*Document*
--
Plaintiff claims that, in furtherance of the conspiracy, defendants: (1) copied and destroyed confidential trade secrets and other information through unauthorized use of plaintiff's computers, including evidence of a $150,000 loan from Randy Feinberg to Eckelmeyer and other evidence of the alleged conspiracy (id. ¶¶ 29, 36, 38, 40-41, 44-46); (2) concealed from plaintiff an "accountant's introduction" to financial information concerning the Feinberg brothers' partnership interests (id. ¶ 30); (3) convinced plaintiff that taxes had been paid on two properties Randy Feinberg was transferring to him (id. ¶ 33); and (4) read a privileged communication between plaintiff and his lawyers regarding the tax and indemnity treatment of the two properties (id. ¶ 34).

E. The Separation Agreement

Defendants attached to their motion a copy of the Separation Agreement that plaintiff references throughout his complaint. (Defendants' Memorandum of Law in Support of Their Joint Motion to Dismiss Complaint ("Defs.' Mem.") Ex. B.)
--
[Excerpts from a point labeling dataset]
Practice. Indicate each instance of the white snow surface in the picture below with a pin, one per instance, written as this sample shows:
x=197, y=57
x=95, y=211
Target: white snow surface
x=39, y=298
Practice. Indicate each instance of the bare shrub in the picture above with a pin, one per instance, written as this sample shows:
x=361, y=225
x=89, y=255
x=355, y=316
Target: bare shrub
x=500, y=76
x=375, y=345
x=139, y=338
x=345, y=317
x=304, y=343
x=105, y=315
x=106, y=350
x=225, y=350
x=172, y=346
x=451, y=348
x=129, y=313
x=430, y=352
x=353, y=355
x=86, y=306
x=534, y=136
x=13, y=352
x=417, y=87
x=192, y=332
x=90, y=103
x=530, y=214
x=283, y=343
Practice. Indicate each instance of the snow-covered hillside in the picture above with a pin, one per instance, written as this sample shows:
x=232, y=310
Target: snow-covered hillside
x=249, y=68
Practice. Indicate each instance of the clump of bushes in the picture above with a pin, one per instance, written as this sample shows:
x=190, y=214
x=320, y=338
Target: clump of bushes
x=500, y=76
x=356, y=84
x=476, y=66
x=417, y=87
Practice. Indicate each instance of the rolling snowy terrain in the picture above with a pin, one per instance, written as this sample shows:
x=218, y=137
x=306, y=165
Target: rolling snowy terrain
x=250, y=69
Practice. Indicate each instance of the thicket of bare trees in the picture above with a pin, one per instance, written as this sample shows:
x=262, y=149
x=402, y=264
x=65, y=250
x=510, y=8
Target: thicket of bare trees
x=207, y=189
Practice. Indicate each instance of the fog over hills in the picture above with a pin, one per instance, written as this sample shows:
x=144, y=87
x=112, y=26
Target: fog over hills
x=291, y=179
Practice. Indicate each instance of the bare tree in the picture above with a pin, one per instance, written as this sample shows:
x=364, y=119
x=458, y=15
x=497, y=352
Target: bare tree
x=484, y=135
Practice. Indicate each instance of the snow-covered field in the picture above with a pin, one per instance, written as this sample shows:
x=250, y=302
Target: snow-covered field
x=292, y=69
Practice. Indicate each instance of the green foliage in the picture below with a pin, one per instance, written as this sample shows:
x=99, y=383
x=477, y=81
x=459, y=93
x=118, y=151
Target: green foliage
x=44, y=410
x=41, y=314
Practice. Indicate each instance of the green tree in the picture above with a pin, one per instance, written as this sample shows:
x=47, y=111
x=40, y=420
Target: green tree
--
*Task list*
1. Please answer these questions from the legal text:
(a) How large was the loan from Randy Feinberg to Eckelmeyer?
(b) How many properties was Randy Feinberg transferring to plaintiff?
(c) Under which exhibit of the defendants' memorandum is the Separation Agreement attached?
2. Take the legal text on the Separation Agreement further, beginning after its last sentence.

*Replies*
1.
(a) $150,000
(b) Two
(c) Exhibit B

2.
The Separation Agreement defines its "Effective Date" as "the 30th day of June, 2008" and states that "[t]he closing for all transactions under this Agreement (the 'Closing') shall be held on October 27, 2008, and be effective as of June 30, 2008." (Id. at 3.) The Separation Agreement describes actions the Feinberg brothers agreed to take "[b]etween the Effective Date of this Agreement and the date of Closing" including execution and delivery of stock powers, resignation forms, resolutions, dissolution documents, and withdrawal and indemnification agreements. (Id. at 9-10.) The Separation Agreement contains exhibits in which Randy Feinberg agreed, effective June 30, 2008, to sell "all of his shares of capital stock of Feinberg and Feinberg Administration, Inc., a Pennsylvania corporation ("F&F"), representing a 50% ownership interest" and to resign as an employee of F&F. (Id. at internal exhibits F and H.) The Separation Agreement states that the sale would take place "[a]t the Closing." (Id. at 5.)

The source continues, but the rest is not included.